Please give an exact copy of every line from the one holding "of the curved" through the final line of the records below.

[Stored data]
**********
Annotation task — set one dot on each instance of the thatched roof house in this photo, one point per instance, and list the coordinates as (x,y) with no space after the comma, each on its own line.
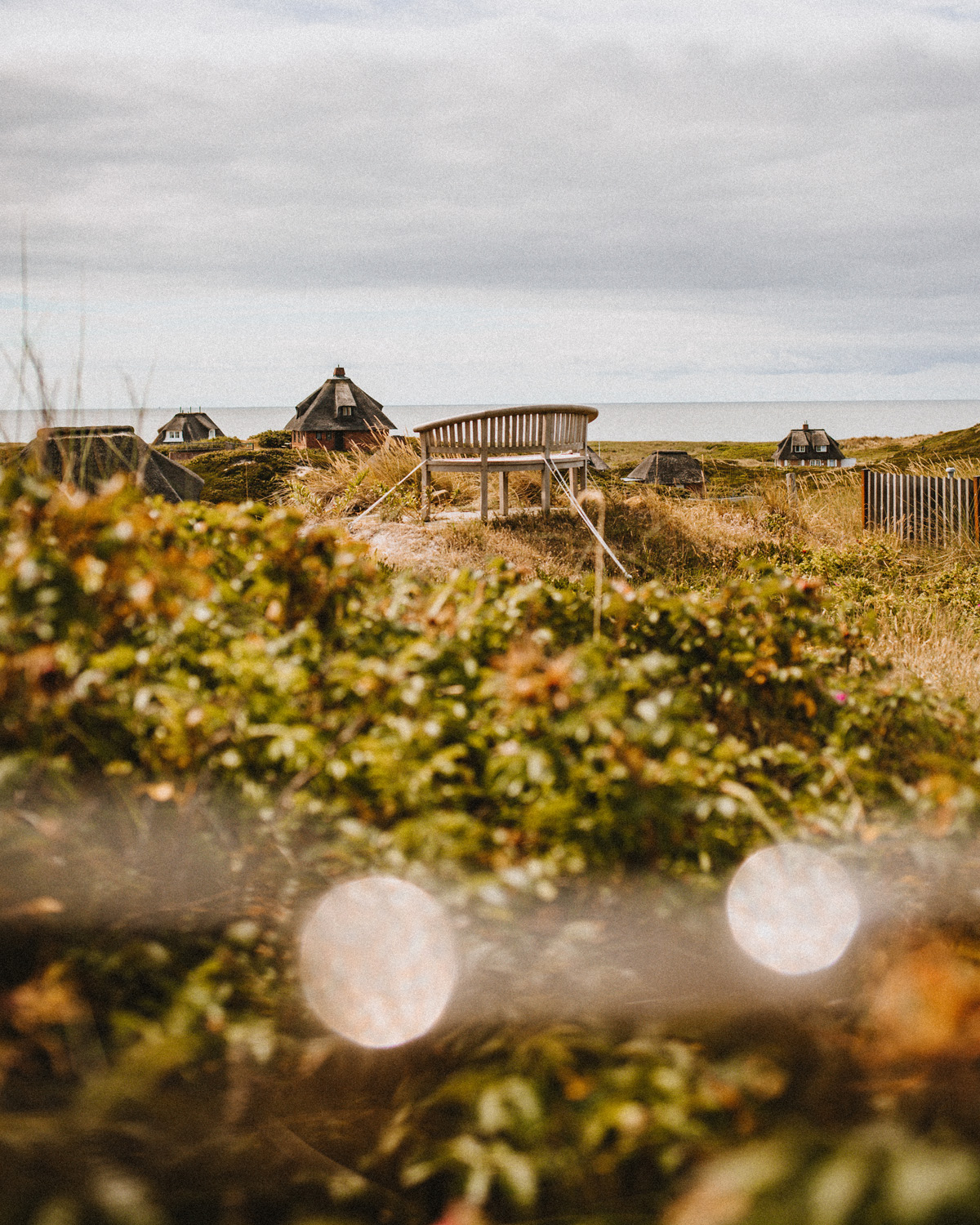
(338,416)
(188,428)
(669,468)
(88,455)
(808,448)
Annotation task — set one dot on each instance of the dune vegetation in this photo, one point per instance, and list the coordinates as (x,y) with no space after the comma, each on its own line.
(213,713)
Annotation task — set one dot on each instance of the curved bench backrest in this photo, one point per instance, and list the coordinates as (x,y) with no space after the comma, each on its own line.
(509,431)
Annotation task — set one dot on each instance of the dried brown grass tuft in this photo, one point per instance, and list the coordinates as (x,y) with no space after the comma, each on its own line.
(938,646)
**********
Exercise answer:
Annotation task — set one dot on each instance of the curved bench backrest in this photo, one point per instance, and list the coordinates as (x,y) with no space after the comma, each on its own line.
(509,431)
Annotation task — set one dot on each instance of the dried brown grass tuft in this photo, one point per instance, and list the coordinates as (x,y) with no space after the comma, each on its own line.
(938,646)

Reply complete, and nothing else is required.